▸ Task brief
Update the opinion's passage that begins at the words "Memorandum Opinion by" and stops after "issues. We affirm.", changing "twenty-five years" to "thirty years" throughout.

▸ Selection
- - - - - - -
THE STATE OF TEXAS, Appellee






On Appeal from the 6th Judicial District Court

Lamar County, Texas

Trial Court No. 21210










Before Morriss, C.J., Carter and Moseley, JJ.

Memorandum Opinion by Justice Moseley



MEMORANDUM OPINION



A jury found Daniel Remsburg guilty of threatening Officer Billy Pillars of the Paris Police Department with imminent bodily injury. See Tex. Penal Code Ann. § 22.01(a)(2) (Vernon Supp. 2006). The jury also found that Remsburg used or exhibited a deadly weapon during the commission of that offense, elevating the charge to aggravated assault. See Tex. Penal Code Ann. § 22.02(a)(2) (Vernon Supp. 2006). The jury assessed his punishment at imprisonment for twenty-five years and no fine. Remsburg now appeals, raising two issues. We affirm.

(1) Failure to Instruct on Statutory Definition

In his first point of error, Remsburg contends the trial court erred by failing to instruct the jury about the definition of "serious bodily injury" in the court's written jury charge. No request for the inclusion of that definition was made by Remsburg at trial and an allegation of error in that regard is first made in this appeal. When jury errors concerning jury charge issues are brought forward on appeal, we must first determine if the complaint now raised did, indeed, constitute error in the jury charge. Abdnor v. State, 871 S.W.2d 726, 731 (Tex. Crim. App. 1994). We then determine whether the appellant preserved the alleged error at trial. If he did not object at trial, then the "appropriate standard [of review] is the statutory one for fundamental error in the charge." Jimenez v. State, 32 S.W.3d 233, 239 (Tex. Crim. App. 2000); see also Stokes v. State, 74 S.W.3d 48, 50 (Tex. App.--Texarkana 2002, pet. ref'd). This standard means that we should not reverse the trial court's judgment "unless the error appearing from the record was calculated to injure the rights of the defendant, or unless it appears from the record that the defendant has not had a fair and impartial trial." Tex. Code Crim. Proc. Ann. art. 36.19 (Vernon 2006); see also Abdnor, 871 S.W.2d at 731 n.4. If, however, an objection was raised in the trial court, then we must determine only whether "some harm" accrued to the defendant as a result of the error. Jimenez, 32 S.W.3d at 237. Stated differently, under this latter standard, we would be required to reverse the trial court's judgment for any nonstructural error unless we were convinced, beyond a reasonable doubt, that the error did not contribute to the appellant's conviction or punishment. Id.
- - - - - - -
▸ Record extracts
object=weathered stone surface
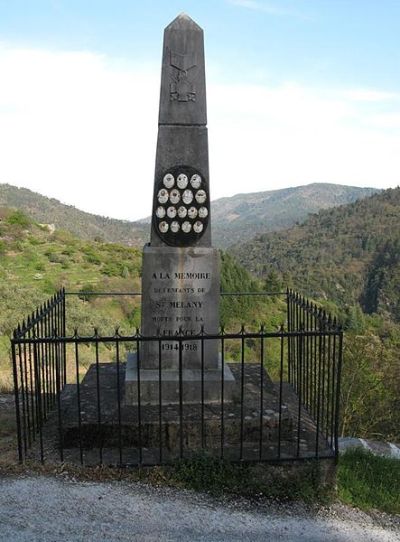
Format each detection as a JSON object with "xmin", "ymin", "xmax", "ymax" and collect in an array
[
  {"xmin": 125, "ymin": 354, "xmax": 235, "ymax": 405},
  {"xmin": 159, "ymin": 13, "xmax": 207, "ymax": 125},
  {"xmin": 126, "ymin": 14, "xmax": 233, "ymax": 404},
  {"xmin": 141, "ymin": 246, "xmax": 220, "ymax": 369},
  {"xmin": 151, "ymin": 126, "xmax": 211, "ymax": 247}
]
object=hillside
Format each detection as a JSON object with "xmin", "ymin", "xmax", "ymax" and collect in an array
[
  {"xmin": 0, "ymin": 208, "xmax": 285, "ymax": 382},
  {"xmin": 231, "ymin": 188, "xmax": 400, "ymax": 322},
  {"xmin": 0, "ymin": 184, "xmax": 376, "ymax": 248},
  {"xmin": 212, "ymin": 183, "xmax": 377, "ymax": 248},
  {"xmin": 0, "ymin": 184, "xmax": 149, "ymax": 246}
]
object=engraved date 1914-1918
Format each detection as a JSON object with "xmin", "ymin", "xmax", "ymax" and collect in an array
[{"xmin": 162, "ymin": 343, "xmax": 197, "ymax": 352}]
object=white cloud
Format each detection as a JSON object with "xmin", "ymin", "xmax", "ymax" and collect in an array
[{"xmin": 0, "ymin": 45, "xmax": 400, "ymax": 219}]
- - - - - - -
▸ Output of the task
Memorandum Opinion by Justice Moseley



MEMORANDUM OPINION



A jury found Daniel Remsburg guilty of threatening Officer Billy Pillars of the Paris Police Department with imminent bodily injury. See Tex. Penal Code Ann. § 22.01(a)(2) (Vernon Supp. 2006). The jury also found that Remsburg used or exhibited a deadly weapon during the commission of that offense, elevating the charge to aggravated assault. See Tex. Penal Code Ann. § 22.02(a)(2) (Vernon Supp. 2006). The jury assessed his punishment at imprisonment for thirty years and no fine. Remsburg now appeals, raising two issues. We affirm.